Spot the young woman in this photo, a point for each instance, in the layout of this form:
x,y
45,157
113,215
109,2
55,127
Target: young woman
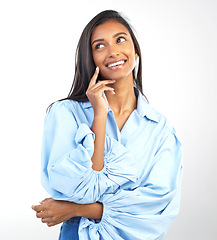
x,y
111,163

§ What you will do
Output all of the records exactly as they appear above, but not the pictures.

§ Task response
Spot the young woman in this photo, a point for each instance, in the layout of this form:
x,y
45,157
113,215
109,2
55,127
Target: young woman
x,y
111,163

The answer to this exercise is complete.